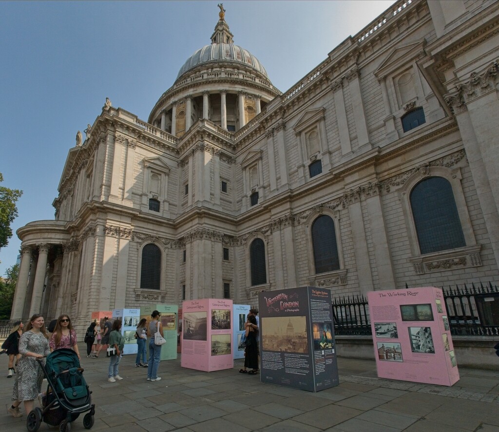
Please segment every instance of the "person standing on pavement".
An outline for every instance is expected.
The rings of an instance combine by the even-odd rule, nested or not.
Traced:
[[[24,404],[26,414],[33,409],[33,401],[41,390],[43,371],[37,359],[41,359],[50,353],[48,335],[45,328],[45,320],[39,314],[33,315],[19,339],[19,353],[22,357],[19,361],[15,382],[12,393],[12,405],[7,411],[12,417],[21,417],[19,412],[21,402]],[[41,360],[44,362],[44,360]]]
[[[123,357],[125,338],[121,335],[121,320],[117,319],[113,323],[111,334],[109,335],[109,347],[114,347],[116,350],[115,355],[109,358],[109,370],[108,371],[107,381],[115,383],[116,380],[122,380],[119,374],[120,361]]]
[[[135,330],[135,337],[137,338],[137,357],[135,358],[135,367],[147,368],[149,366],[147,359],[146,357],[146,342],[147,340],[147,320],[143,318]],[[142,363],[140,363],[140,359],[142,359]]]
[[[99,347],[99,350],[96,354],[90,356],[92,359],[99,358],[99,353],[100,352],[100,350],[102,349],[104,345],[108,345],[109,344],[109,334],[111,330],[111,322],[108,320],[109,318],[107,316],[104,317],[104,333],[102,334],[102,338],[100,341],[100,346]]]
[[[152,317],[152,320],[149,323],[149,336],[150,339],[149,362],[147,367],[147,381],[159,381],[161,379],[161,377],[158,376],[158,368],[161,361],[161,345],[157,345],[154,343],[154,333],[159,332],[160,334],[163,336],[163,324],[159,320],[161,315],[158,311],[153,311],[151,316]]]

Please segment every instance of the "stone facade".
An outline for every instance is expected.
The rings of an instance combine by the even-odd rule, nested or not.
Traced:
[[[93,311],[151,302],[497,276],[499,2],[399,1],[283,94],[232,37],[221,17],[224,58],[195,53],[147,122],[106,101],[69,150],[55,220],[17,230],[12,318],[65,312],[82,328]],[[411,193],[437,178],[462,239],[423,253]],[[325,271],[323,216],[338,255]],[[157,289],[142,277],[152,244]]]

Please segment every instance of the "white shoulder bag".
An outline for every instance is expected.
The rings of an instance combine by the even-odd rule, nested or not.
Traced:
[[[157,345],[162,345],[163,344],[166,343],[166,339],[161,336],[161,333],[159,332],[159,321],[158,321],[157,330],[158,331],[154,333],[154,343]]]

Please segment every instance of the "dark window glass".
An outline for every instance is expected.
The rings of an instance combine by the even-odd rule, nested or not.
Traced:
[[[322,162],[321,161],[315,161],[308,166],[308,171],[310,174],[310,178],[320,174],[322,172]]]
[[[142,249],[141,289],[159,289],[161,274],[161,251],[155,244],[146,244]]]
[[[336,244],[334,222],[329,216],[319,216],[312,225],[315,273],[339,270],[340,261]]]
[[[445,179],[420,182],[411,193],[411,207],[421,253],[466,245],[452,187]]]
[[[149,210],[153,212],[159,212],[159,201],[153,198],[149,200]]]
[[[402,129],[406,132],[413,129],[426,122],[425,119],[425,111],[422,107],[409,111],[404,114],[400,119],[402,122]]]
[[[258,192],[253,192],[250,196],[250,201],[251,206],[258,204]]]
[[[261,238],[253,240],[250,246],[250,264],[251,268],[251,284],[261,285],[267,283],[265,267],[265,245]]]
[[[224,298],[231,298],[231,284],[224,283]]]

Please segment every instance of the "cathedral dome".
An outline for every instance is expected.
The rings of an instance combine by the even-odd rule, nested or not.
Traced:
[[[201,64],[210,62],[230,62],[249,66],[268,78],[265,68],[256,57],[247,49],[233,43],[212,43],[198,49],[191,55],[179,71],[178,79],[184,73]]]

- [Short problem]: The records above must be printed exactly; the pictures stay out.

- [Response for this exercise]:
Please segment every instance of the "person standing on pavement".
An outline for every instance is expected.
The rings of an instance combine by the even-odd rule, nested or not.
Traced:
[[[24,404],[26,414],[33,409],[33,401],[41,390],[43,371],[37,359],[41,359],[50,353],[48,335],[45,328],[45,320],[39,314],[33,315],[19,339],[19,353],[22,357],[19,361],[15,382],[12,393],[12,405],[7,411],[12,417],[21,417],[19,412],[21,402]],[[41,360],[44,362],[44,360]]]
[[[123,357],[125,338],[121,335],[121,320],[117,319],[113,323],[111,334],[109,335],[109,347],[114,347],[116,350],[115,355],[109,358],[109,370],[108,371],[107,381],[115,383],[116,380],[122,380],[119,374],[120,361]]]
[[[135,330],[135,337],[137,338],[137,357],[135,358],[135,367],[147,368],[149,366],[147,359],[146,357],[146,342],[147,340],[147,320],[143,318]],[[142,363],[140,363],[140,359],[142,359]]]
[[[99,347],[99,350],[96,354],[90,356],[92,359],[99,358],[99,353],[100,352],[100,350],[102,349],[104,345],[108,345],[109,344],[109,334],[111,330],[111,322],[108,320],[109,318],[107,316],[104,317],[104,333],[102,334],[102,338],[100,341],[100,346]]]
[[[152,317],[152,320],[149,323],[149,336],[150,339],[149,362],[147,367],[147,381],[159,381],[161,379],[161,377],[158,376],[158,368],[161,361],[161,345],[157,345],[154,343],[154,333],[159,332],[160,334],[163,336],[163,324],[159,320],[161,315],[158,311],[153,311],[151,316]]]

Please segment every instance of the "stone facade".
An outline for every instance is expected.
The rings of an instance combine by the even-odd rule, nested or not.
Traced:
[[[93,311],[151,302],[497,276],[499,2],[399,1],[283,94],[232,37],[221,17],[224,58],[195,53],[147,122],[106,101],[69,150],[55,220],[17,230],[12,318],[65,312],[82,328]],[[411,193],[437,178],[462,239],[423,253]],[[325,271],[323,216],[338,255]],[[157,289],[142,277],[152,244]]]

Please segment every instance of the "white shoulder bag".
An outline for every instance is expected.
The rings of an instance combine by the even-odd rule, nested or not.
Traced:
[[[157,345],[162,345],[163,344],[166,343],[166,339],[161,336],[161,333],[159,332],[159,321],[158,321],[157,330],[158,331],[154,333],[154,343]]]

Please segment every instance of the "dark window glass".
An outline for every instance is expected.
The rings of an instance combine by the even-odd rule, nested or not.
Traced:
[[[322,162],[321,161],[315,161],[308,166],[308,171],[310,174],[310,178],[320,174],[322,172]]]
[[[142,249],[141,289],[159,289],[161,274],[161,251],[155,244],[146,244]]]
[[[336,244],[334,222],[329,216],[319,216],[312,225],[315,273],[339,270],[340,261]]]
[[[445,179],[420,182],[411,193],[411,207],[421,253],[466,245],[452,187]]]
[[[149,210],[153,212],[159,212],[159,201],[153,198],[149,200]]]
[[[402,129],[406,132],[413,129],[426,122],[425,119],[425,111],[422,107],[409,111],[404,114],[400,119],[402,122]]]
[[[258,192],[253,192],[250,196],[250,201],[251,206],[258,204]]]
[[[261,238],[253,240],[250,246],[250,264],[251,268],[251,284],[261,285],[267,283],[265,267],[265,245]]]
[[[224,298],[231,298],[231,284],[224,283]]]

Please segment every instance of the "cathedral dome".
An outline for every instance is expected.
The rings of an instance combine by the even-odd rule, nested or not.
Traced:
[[[201,64],[210,62],[230,62],[249,66],[268,78],[265,68],[256,57],[247,49],[233,43],[212,43],[198,49],[191,55],[179,71],[178,79],[184,73]]]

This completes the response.